[Given data]:
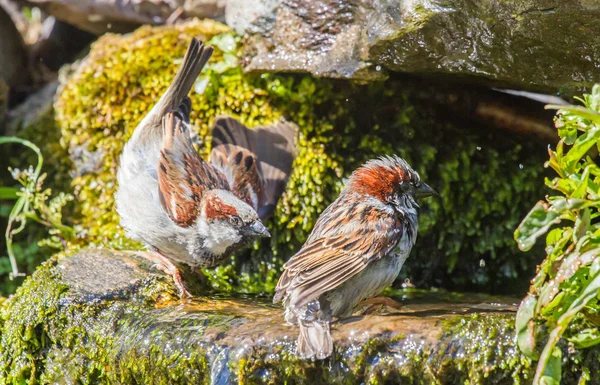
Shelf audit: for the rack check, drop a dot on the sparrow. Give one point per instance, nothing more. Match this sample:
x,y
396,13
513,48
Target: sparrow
x,y
184,209
356,249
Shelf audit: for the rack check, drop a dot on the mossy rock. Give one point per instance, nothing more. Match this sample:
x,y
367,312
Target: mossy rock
x,y
487,179
102,317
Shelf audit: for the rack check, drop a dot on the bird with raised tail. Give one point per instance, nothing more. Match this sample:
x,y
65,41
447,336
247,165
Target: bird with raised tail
x,y
355,250
189,211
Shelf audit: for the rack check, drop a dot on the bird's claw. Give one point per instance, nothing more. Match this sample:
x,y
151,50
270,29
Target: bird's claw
x,y
379,301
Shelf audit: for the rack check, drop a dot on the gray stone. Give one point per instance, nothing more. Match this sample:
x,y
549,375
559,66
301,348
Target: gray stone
x,y
14,63
542,45
100,16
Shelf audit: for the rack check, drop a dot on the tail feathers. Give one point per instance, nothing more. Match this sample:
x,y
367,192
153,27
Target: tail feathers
x,y
195,58
314,340
275,148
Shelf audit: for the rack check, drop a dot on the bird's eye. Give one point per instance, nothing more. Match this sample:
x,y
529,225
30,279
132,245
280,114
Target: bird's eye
x,y
235,220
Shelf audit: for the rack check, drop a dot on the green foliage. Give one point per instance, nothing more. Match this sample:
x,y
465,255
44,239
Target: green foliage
x,y
32,204
563,298
487,180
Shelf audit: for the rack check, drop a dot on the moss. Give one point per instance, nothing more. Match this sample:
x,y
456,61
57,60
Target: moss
x,y
48,334
486,179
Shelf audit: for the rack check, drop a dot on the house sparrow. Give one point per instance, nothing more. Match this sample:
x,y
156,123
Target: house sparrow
x,y
184,209
355,250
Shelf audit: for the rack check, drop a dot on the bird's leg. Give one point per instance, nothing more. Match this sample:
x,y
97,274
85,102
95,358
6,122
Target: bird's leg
x,y
380,301
163,264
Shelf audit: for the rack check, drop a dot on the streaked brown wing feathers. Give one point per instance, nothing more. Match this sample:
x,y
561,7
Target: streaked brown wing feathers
x,y
333,257
182,175
240,167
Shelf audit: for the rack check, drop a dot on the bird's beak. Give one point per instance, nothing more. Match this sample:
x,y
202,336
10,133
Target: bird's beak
x,y
258,229
424,191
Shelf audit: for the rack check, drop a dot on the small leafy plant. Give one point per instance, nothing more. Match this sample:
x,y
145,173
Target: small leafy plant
x,y
563,298
33,203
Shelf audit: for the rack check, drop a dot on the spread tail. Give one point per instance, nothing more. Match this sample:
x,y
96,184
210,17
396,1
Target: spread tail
x,y
274,147
314,340
195,58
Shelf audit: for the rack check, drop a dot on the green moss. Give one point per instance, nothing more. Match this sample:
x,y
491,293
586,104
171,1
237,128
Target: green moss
x,y
48,334
484,191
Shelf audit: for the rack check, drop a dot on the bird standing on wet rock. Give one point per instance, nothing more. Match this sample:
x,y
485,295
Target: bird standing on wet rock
x,y
184,209
355,250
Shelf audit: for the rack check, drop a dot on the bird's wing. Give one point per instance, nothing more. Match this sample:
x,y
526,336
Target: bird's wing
x,y
257,162
241,170
182,175
346,238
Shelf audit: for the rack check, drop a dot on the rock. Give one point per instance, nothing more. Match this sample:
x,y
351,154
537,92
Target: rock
x,y
95,316
445,131
101,317
537,45
59,44
14,64
100,16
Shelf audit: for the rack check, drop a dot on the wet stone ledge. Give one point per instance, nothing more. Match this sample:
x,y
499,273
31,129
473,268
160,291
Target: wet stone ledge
x,y
106,317
542,45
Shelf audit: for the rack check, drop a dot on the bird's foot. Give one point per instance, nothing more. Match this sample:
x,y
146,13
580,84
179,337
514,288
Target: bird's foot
x,y
167,267
376,302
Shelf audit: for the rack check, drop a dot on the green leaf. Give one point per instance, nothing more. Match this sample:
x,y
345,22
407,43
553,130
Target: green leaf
x,y
584,112
581,146
535,224
525,327
586,338
552,373
8,193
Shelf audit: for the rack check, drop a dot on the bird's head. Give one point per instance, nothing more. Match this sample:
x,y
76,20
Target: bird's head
x,y
229,221
391,180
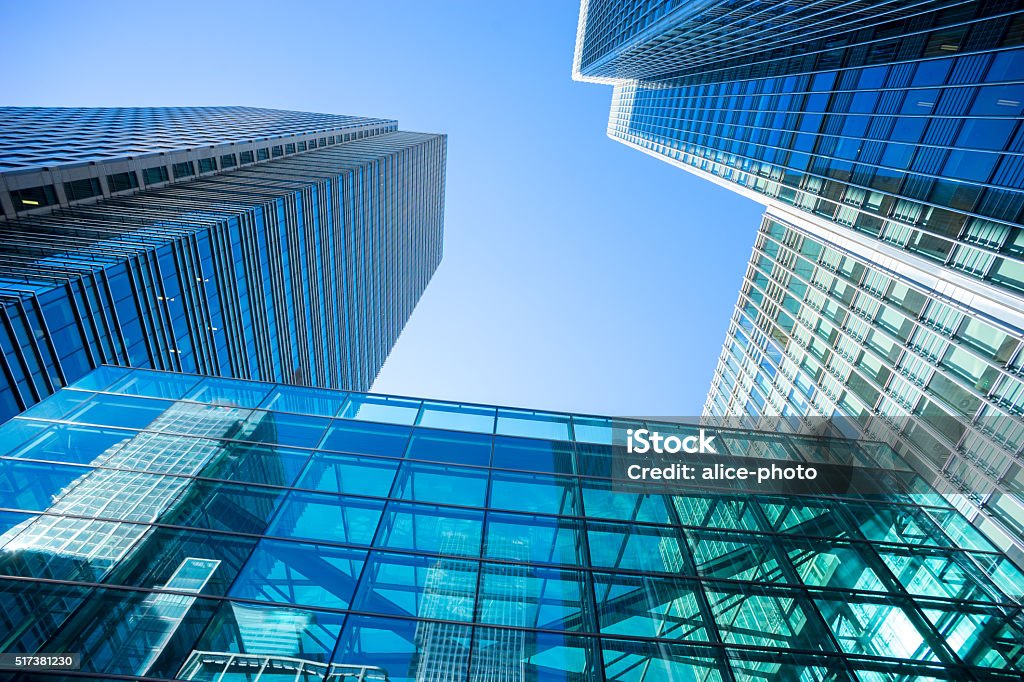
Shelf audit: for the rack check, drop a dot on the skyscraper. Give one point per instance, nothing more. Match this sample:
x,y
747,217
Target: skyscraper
x,y
228,241
314,534
885,139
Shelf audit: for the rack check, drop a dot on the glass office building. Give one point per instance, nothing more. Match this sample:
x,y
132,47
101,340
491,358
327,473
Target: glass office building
x,y
266,531
289,247
885,139
897,120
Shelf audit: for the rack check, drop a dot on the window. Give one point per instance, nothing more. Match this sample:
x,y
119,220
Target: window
x,y
122,181
31,198
83,188
184,169
155,175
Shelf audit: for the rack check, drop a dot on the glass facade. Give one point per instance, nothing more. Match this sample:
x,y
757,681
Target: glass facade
x,y
886,140
897,120
300,269
821,331
268,531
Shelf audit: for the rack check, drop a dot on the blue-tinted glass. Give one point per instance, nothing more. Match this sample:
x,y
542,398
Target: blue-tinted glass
x,y
58,406
349,474
450,446
304,400
73,443
549,656
535,539
417,586
155,384
274,631
649,606
382,439
230,392
457,417
534,597
34,485
600,501
413,650
998,100
381,409
636,547
532,424
534,493
9,520
433,529
285,429
101,377
128,412
532,455
329,517
299,573
437,483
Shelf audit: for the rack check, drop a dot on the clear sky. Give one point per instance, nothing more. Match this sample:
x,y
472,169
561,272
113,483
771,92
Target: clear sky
x,y
579,274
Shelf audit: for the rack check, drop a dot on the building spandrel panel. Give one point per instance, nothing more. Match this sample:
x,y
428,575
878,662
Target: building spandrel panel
x,y
232,566
301,268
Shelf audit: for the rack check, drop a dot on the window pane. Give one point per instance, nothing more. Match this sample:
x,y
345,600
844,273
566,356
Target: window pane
x,y
299,573
329,517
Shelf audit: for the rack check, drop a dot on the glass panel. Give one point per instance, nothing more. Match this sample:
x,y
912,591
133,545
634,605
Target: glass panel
x,y
274,631
432,529
411,650
876,628
441,484
636,547
225,507
534,539
645,662
285,429
416,586
600,501
649,606
534,597
380,439
450,446
457,417
735,556
334,518
381,409
530,455
72,443
230,392
758,616
534,424
518,654
155,384
304,400
350,474
534,493
35,486
154,561
299,573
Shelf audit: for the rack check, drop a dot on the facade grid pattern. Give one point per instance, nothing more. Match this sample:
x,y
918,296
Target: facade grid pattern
x,y
421,540
299,269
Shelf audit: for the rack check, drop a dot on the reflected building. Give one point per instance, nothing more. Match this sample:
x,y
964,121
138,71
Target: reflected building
x,y
333,535
226,241
885,141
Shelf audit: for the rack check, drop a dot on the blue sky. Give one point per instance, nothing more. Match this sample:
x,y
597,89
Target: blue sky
x,y
579,274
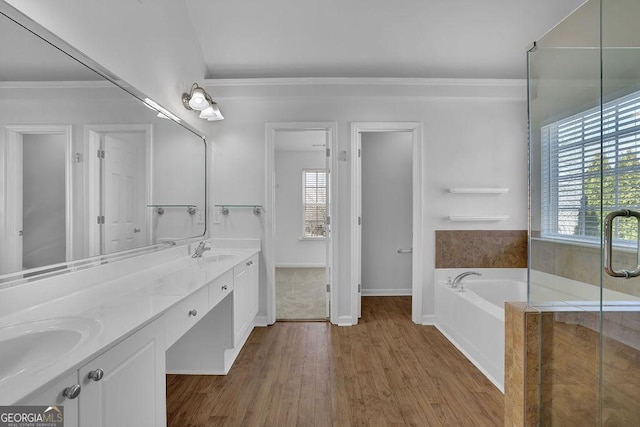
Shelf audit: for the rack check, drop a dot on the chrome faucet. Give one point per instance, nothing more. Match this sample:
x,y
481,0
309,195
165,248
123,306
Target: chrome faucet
x,y
200,250
458,280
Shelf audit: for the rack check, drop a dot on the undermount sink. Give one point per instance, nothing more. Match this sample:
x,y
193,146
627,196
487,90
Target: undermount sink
x,y
220,256
31,346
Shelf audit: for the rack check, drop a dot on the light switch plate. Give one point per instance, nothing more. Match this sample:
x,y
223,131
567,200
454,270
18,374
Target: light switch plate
x,y
217,215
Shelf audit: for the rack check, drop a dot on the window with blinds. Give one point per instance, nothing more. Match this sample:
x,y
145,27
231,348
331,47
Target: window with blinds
x,y
314,199
578,172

[Direction]: From the line containing "the glass panel." through the last line of the records, both included, output those lines exactly and nothing else; skip the pictures.

[Solution for this task]:
Shelf audit: for the rack check, drop a dot on the glass panel. Give one point per instance, nothing more. Match this sample:
x,y
912,591
133,545
634,605
Target: glass panel
x,y
274,631
432,529
411,650
876,628
441,484
636,547
225,507
534,539
645,662
285,429
416,586
600,501
649,606
534,597
380,439
450,446
457,417
735,556
334,518
381,409
530,455
72,443
230,392
758,616
534,424
518,654
155,384
304,400
350,474
534,493
35,486
154,561
299,573
Shelf audit: for the rack check, drop a dot on the facade grid pattern. Give one point per instance, nothing more. Match this sample:
x,y
918,296
Target: facade grid pattern
x,y
421,540
299,269
Shelf audit: for the rack check, drop a dot on the reflected building. Give one point per instance, nothing more. Match this sample:
x,y
964,121
138,71
Target: reflected building
x,y
333,535
226,241
885,141
Shelf audit: for the rack check, drop a dot on the blue sky. Give one point per instance, nothing more. Match this sample:
x,y
597,89
Target: blue sky
x,y
579,274
Shelf audit: for the rack check, drop a dot on the chrome faucet. Give one point per instance, nothing more. Match this sample:
x,y
481,0
309,195
165,248
123,306
Target: chrome faucet
x,y
200,250
458,280
Shelf audit: for the rack check, drop a dot on the undermount sink. Give one point per instance, nothing more. Match this sample:
x,y
193,146
627,196
487,90
Target: undermount sink
x,y
220,256
31,346
Shelf audit: for the rack check, drop a dot on the light switch plate. Give one point per instance, nothing more. Match this sample:
x,y
223,131
567,200
454,270
18,374
Target: light switch plate
x,y
217,215
Shelf audit: for the rack check, drop a dot on the window with blinds. Give one point per instance, nothing more. Match this sample:
x,y
145,27
231,348
331,47
Target: window with blinds
x,y
314,199
578,172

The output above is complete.